**Excerpts of labeled region data**.

□ □ □ □ □ □ □

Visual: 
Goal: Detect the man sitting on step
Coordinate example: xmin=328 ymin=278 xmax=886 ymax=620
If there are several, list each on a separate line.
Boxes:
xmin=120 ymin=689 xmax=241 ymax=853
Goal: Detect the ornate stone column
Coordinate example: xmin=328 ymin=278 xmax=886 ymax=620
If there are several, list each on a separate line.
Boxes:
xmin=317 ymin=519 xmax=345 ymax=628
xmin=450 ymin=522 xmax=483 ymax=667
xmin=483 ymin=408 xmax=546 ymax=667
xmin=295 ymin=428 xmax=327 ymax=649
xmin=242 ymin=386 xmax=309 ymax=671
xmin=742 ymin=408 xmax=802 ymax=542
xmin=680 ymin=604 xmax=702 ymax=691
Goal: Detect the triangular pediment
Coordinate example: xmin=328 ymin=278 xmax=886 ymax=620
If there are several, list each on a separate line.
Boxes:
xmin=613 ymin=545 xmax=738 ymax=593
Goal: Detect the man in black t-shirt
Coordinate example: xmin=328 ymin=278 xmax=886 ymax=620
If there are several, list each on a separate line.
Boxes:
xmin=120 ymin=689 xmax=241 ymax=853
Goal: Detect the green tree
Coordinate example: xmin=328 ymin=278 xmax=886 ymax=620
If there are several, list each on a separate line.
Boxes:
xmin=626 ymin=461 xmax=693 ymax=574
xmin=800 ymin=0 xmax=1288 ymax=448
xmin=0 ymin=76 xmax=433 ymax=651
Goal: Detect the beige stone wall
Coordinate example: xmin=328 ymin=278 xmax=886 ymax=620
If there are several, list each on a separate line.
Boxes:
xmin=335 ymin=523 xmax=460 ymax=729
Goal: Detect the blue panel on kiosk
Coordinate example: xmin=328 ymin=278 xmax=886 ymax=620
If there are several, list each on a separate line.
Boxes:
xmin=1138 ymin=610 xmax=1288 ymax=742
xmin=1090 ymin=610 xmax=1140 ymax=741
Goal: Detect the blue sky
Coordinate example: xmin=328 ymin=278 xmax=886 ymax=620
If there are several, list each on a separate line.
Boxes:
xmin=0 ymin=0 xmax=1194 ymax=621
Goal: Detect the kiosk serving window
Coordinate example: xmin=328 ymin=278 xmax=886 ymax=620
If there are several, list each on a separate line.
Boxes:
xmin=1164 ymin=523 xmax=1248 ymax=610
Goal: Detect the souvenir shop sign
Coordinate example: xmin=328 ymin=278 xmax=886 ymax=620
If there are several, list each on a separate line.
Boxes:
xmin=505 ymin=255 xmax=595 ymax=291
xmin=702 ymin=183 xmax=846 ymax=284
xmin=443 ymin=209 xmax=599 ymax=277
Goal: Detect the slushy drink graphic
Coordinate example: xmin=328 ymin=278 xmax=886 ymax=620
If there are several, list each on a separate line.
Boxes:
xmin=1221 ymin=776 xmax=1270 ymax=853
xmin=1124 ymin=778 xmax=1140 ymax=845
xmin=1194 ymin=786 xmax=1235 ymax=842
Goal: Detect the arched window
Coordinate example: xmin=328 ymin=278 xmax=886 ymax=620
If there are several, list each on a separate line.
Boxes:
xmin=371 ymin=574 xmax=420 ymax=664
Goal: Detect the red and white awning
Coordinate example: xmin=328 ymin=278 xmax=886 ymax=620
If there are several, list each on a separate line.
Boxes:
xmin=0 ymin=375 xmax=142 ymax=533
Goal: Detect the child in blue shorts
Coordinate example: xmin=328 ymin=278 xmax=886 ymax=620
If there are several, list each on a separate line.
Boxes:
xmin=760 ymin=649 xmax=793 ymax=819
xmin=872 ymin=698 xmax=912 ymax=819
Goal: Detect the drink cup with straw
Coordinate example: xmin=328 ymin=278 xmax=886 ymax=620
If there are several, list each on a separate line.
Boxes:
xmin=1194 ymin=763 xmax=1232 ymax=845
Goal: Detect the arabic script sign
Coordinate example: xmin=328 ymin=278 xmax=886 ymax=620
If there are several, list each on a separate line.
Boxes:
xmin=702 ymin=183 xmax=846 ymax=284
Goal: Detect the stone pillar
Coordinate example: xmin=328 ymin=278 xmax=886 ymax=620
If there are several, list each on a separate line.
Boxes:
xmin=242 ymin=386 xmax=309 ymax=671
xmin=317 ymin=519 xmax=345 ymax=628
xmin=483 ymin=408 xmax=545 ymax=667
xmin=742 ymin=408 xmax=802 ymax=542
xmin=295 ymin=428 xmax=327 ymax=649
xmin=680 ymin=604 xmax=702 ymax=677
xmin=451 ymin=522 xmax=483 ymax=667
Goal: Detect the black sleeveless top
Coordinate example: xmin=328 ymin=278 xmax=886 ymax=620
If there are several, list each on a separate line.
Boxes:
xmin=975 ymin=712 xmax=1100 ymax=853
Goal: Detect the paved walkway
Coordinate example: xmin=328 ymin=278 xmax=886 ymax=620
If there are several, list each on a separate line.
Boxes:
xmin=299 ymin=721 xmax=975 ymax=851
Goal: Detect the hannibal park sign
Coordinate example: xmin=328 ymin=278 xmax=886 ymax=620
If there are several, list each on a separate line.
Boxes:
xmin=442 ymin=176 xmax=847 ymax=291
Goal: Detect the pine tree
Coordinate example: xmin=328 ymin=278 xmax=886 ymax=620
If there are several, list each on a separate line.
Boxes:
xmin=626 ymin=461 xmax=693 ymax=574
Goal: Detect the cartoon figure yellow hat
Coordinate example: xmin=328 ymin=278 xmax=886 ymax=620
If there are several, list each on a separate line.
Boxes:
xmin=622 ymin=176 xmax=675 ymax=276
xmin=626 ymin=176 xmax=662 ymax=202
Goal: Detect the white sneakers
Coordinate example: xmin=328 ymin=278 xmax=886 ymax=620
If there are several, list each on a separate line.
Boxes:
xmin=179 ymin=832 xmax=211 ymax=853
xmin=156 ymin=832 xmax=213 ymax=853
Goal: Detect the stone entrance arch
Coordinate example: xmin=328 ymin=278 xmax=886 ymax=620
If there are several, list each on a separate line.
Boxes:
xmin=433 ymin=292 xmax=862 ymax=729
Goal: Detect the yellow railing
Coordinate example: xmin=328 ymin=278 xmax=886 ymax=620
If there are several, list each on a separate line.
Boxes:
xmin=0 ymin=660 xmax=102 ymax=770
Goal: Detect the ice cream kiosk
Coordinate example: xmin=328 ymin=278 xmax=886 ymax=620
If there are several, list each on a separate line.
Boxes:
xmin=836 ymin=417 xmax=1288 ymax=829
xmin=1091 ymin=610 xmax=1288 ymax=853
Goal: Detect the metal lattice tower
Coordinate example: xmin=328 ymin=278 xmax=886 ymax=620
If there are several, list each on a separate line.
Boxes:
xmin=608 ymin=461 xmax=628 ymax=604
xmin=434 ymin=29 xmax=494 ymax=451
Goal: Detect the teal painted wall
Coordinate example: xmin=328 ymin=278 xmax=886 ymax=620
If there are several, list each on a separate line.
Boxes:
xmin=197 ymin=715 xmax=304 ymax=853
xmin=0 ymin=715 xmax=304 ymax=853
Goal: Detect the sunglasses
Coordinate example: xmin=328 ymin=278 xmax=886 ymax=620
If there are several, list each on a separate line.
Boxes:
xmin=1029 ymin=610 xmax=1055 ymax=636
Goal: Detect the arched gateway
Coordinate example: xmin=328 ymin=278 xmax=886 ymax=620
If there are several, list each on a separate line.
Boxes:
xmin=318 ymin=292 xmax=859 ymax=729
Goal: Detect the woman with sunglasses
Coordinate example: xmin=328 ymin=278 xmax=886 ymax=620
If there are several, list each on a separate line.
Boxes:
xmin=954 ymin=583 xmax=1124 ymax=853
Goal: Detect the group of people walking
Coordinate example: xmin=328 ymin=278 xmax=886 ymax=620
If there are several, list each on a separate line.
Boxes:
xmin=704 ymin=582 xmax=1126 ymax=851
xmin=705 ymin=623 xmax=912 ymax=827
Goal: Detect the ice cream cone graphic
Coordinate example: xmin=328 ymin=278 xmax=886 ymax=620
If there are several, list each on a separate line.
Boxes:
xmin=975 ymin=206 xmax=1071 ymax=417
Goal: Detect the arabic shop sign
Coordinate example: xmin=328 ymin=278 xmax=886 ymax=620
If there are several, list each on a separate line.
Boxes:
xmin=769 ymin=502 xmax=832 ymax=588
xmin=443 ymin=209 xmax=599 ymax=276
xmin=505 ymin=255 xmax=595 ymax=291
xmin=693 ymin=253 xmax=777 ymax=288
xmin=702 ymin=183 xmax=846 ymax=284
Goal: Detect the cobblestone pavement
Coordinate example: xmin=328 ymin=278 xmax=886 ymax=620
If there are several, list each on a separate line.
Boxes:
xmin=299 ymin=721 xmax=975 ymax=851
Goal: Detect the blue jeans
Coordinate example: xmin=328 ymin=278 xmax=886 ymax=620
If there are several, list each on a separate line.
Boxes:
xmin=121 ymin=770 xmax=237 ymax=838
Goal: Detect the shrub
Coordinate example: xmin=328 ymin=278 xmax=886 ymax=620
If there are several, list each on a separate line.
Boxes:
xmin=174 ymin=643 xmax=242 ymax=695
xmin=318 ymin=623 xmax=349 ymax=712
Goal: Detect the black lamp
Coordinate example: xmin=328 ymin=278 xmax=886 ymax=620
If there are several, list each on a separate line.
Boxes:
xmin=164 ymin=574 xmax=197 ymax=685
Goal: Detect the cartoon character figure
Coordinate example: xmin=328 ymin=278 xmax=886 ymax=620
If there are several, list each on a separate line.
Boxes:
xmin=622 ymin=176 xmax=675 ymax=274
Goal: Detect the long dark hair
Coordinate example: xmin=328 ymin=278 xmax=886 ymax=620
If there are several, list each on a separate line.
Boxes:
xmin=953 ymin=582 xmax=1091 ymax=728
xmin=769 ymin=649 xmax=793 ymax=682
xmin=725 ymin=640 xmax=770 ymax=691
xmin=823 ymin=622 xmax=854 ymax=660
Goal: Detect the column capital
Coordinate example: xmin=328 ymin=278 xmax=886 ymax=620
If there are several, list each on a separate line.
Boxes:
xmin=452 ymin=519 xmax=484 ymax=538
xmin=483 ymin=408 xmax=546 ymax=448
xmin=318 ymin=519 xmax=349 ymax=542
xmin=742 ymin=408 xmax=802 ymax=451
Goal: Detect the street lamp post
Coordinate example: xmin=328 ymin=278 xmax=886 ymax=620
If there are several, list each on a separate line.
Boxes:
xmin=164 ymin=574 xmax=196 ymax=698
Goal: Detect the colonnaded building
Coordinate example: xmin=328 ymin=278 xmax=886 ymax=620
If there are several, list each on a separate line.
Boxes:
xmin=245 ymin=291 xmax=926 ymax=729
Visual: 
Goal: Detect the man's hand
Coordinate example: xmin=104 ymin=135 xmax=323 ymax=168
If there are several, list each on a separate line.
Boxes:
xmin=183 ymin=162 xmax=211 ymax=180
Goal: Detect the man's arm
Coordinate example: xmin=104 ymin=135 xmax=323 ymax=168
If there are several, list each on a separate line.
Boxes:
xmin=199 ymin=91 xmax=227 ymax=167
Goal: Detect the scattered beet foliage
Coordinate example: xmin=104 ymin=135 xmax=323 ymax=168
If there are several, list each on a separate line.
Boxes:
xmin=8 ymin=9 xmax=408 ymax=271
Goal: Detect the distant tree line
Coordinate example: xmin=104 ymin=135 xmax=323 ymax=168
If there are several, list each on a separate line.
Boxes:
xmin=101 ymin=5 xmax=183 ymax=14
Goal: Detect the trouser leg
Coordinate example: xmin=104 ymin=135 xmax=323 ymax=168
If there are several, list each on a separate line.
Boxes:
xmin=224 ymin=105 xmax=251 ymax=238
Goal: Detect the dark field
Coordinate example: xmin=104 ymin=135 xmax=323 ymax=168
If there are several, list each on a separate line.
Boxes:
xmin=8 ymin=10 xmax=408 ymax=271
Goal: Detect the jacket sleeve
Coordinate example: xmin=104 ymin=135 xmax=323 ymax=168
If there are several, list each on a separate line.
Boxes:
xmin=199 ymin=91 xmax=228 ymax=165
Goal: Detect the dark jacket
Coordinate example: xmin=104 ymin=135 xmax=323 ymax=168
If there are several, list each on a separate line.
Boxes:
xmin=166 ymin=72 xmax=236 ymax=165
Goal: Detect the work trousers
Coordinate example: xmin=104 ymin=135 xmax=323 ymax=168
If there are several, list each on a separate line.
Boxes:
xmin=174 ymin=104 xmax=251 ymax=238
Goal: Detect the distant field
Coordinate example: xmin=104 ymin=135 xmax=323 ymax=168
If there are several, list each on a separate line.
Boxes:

□ □ □ □ □ □ □

Arrange the lines from the one with "Goal: Detect the shrub" up to and including the one with "xmin=164 ymin=574 xmax=196 ymax=698" as a numbered list, omitting any blank lines.

1. Goal: Detect the shrub
2. Coordinate example: xmin=328 ymin=278 xmax=886 ymax=620
3. If there are several, list each on a separate line.
4. Boxes:
5. xmin=174 ymin=643 xmax=242 ymax=695
6. xmin=318 ymin=623 xmax=349 ymax=712
7. Goal: Detect the black lamp
8. Coordinate example: xmin=328 ymin=278 xmax=886 ymax=620
9. If there are several, list each on a separate line.
10. Boxes:
11. xmin=164 ymin=574 xmax=197 ymax=685
12. Goal: Detect the cartoon character figure
13. Coordinate example: xmin=328 ymin=278 xmax=886 ymax=620
14. If there are several, list each on a separate line.
15. Boxes:
16. xmin=622 ymin=176 xmax=675 ymax=274
17. Goal: Detect the long dark hair
18. Coordinate example: xmin=328 ymin=278 xmax=886 ymax=620
19. If there are several, list each on a separate line.
20. Boxes:
21. xmin=953 ymin=582 xmax=1091 ymax=728
22. xmin=769 ymin=649 xmax=793 ymax=682
23. xmin=725 ymin=640 xmax=770 ymax=691
24. xmin=823 ymin=622 xmax=854 ymax=660
25. Goal: Detect the column capital
26. Coordinate example: xmin=328 ymin=278 xmax=886 ymax=620
27. If there are several, list each on a separate line.
28. Boxes:
29. xmin=452 ymin=519 xmax=484 ymax=538
30. xmin=483 ymin=408 xmax=546 ymax=448
31. xmin=318 ymin=519 xmax=349 ymax=542
32. xmin=742 ymin=408 xmax=802 ymax=451
33. Goal: Detect the street lamp post
34. Coordinate example: xmin=328 ymin=278 xmax=886 ymax=620
35. If there are several, list each on a separate line.
36. Boxes:
37. xmin=164 ymin=574 xmax=196 ymax=698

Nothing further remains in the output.